• **Short task**: Reproduce the entries exactly.

• **Stored items**:
- - -
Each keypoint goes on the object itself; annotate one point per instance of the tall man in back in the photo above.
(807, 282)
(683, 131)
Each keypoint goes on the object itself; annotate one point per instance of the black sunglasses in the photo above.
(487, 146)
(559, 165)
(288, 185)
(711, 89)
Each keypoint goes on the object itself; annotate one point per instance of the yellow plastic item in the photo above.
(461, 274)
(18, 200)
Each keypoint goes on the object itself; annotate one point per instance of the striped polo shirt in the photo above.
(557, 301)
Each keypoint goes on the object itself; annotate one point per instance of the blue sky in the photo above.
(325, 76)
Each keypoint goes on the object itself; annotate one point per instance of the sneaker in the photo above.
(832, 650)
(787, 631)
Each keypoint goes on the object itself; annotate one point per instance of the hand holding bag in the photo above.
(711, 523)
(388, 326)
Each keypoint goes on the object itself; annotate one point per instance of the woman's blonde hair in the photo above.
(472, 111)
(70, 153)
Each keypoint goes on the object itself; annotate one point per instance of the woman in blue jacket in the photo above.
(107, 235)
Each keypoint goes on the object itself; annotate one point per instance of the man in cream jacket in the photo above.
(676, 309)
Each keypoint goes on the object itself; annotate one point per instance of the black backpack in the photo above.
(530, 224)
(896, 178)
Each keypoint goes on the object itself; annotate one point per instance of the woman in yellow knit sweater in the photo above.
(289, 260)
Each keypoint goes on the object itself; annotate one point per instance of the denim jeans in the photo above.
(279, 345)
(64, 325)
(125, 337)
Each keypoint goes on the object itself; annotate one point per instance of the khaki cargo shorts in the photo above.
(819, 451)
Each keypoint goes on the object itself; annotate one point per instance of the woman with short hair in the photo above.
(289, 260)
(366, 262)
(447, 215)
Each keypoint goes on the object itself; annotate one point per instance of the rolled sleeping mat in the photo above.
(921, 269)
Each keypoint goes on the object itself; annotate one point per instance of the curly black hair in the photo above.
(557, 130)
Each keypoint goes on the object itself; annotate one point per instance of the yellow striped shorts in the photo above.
- - -
• **Complete answer**:
Each keypoint goes on the object itself; annotate one point per instance of the tall man in back in the photo above.
(807, 282)
(683, 131)
Each keypoint goes on the object itself; annotate one point per instance of the black sunglasses in the photo above.
(487, 146)
(559, 165)
(288, 185)
(711, 89)
Each keypoint goes on the object itself; annotate one point per instance of the yellow plastic item in the photo above.
(461, 274)
(18, 200)
Each keypoint goes on the object itself; annotate one point per instance of the striped polo shirt in the photo above.
(557, 301)
Each keypoint goes on the object itself; annotate one point per instance of the blue sky in the photo above.
(325, 76)
Each keypoint goes on the object itself; annotate one point per instance of the sneaker in the photo above.
(832, 650)
(787, 631)
Each keypoint goes on the object itself; annotate one point per instance of the hand holding bag in the photo above.
(711, 523)
(388, 326)
Each keypoint goes on the object itself; annotate one point per instance of the woman's blonde hair in the photo above.
(472, 111)
(70, 153)
Each keypoint goes on the object itself; annotate one point per instance of the woman in blue jacket in the photo above.
(107, 235)
Each keypoint goes on the object itself; annotate one point per instance of the man in cream jacket in the photo above.
(676, 309)
Each keypoint goes on the object itself; annotate one point per instance of the black backpack in the photo above.
(530, 224)
(896, 178)
Each keypoint goes on the object itself; annotate one point per instance of the woman in yellow knit sweater in the photo above.
(289, 260)
Each keypoint goes on the object itself; annotate one point per instance of the denim jeans in the photo above.
(279, 345)
(64, 325)
(125, 337)
Each keypoint goes on the object itself; annotate one point per instance of the khaki cargo shorts in the photo above.
(819, 451)
Each keypoint goes on the object itself; annotate one point per instance of the woman with short hair in the photo above.
(289, 260)
(366, 262)
(447, 215)
Each keypoint goes on the object itself; annotate one point per instance of the rolled sleeping mat in the photo above.
(921, 269)
Each keypoint goes on the object itself; annotate one point per instance of the curly black hair in the photo above.
(557, 130)
Each keypoint goes on the object itself; annotate one point per instance of the yellow striped shorts in the photo above.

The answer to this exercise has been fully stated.